#### [To do]
At the line that contains "Target: snow covered ground", begin setting down every line word for word, and stop after the last line of the listing.

• • •

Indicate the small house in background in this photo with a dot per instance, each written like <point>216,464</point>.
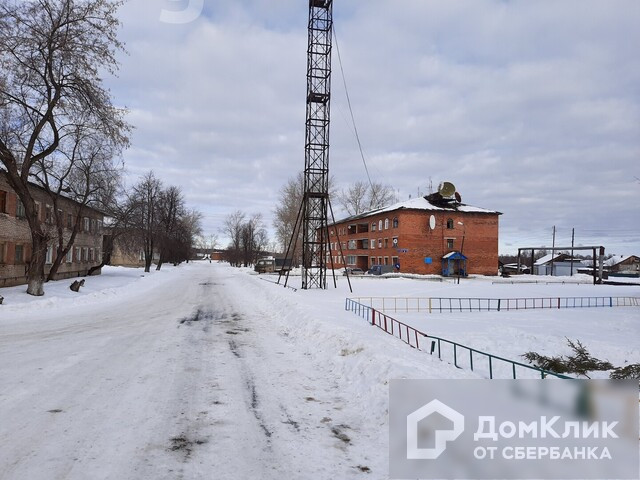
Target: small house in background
<point>623,265</point>
<point>560,264</point>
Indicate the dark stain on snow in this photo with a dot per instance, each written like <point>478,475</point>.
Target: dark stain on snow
<point>339,434</point>
<point>184,444</point>
<point>254,408</point>
<point>234,348</point>
<point>199,315</point>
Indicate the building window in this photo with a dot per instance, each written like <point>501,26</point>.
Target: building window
<point>19,254</point>
<point>48,214</point>
<point>3,201</point>
<point>20,211</point>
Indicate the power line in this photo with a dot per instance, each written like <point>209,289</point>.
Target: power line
<point>353,120</point>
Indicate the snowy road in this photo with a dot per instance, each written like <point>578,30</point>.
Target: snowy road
<point>189,379</point>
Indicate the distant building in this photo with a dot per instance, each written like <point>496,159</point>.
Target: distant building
<point>421,235</point>
<point>15,235</point>
<point>623,264</point>
<point>560,264</point>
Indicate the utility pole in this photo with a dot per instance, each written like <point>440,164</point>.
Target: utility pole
<point>553,249</point>
<point>315,206</point>
<point>572,238</point>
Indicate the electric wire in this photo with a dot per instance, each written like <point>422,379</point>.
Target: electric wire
<point>353,120</point>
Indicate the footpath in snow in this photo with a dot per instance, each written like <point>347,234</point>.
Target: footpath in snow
<point>196,371</point>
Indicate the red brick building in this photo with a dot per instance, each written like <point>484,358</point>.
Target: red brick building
<point>416,235</point>
<point>15,235</point>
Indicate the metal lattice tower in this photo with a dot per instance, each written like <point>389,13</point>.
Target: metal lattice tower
<point>316,162</point>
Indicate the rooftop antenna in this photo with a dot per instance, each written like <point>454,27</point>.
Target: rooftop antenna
<point>316,205</point>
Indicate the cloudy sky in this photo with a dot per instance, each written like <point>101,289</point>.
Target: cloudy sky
<point>529,108</point>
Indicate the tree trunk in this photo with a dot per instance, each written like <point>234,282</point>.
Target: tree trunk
<point>61,251</point>
<point>35,271</point>
<point>107,243</point>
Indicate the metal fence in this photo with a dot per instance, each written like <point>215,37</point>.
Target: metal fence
<point>460,355</point>
<point>467,304</point>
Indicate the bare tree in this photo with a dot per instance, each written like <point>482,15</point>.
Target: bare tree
<point>287,211</point>
<point>233,225</point>
<point>189,228</point>
<point>170,210</point>
<point>144,205</point>
<point>254,239</point>
<point>362,197</point>
<point>52,54</point>
<point>87,174</point>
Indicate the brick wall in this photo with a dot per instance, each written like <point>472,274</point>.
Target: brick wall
<point>15,234</point>
<point>416,241</point>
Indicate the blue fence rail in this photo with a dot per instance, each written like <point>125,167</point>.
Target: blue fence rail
<point>460,355</point>
<point>470,304</point>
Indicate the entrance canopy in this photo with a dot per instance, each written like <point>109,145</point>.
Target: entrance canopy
<point>454,263</point>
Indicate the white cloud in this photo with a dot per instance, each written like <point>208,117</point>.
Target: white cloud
<point>531,108</point>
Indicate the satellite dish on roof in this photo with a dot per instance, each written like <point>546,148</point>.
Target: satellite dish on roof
<point>446,189</point>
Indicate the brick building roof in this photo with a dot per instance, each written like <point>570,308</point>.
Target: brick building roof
<point>421,203</point>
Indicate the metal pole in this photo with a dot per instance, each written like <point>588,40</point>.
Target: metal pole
<point>553,249</point>
<point>572,238</point>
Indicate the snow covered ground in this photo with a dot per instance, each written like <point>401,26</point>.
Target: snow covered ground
<point>206,371</point>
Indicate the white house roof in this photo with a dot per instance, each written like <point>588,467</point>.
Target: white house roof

• • •

#### [Answer to the exercise]
Target: snow covered ground
<point>206,371</point>
Indicate the white house roof in this photo with a dot per instance, each written like <point>588,467</point>.
Target: white house roof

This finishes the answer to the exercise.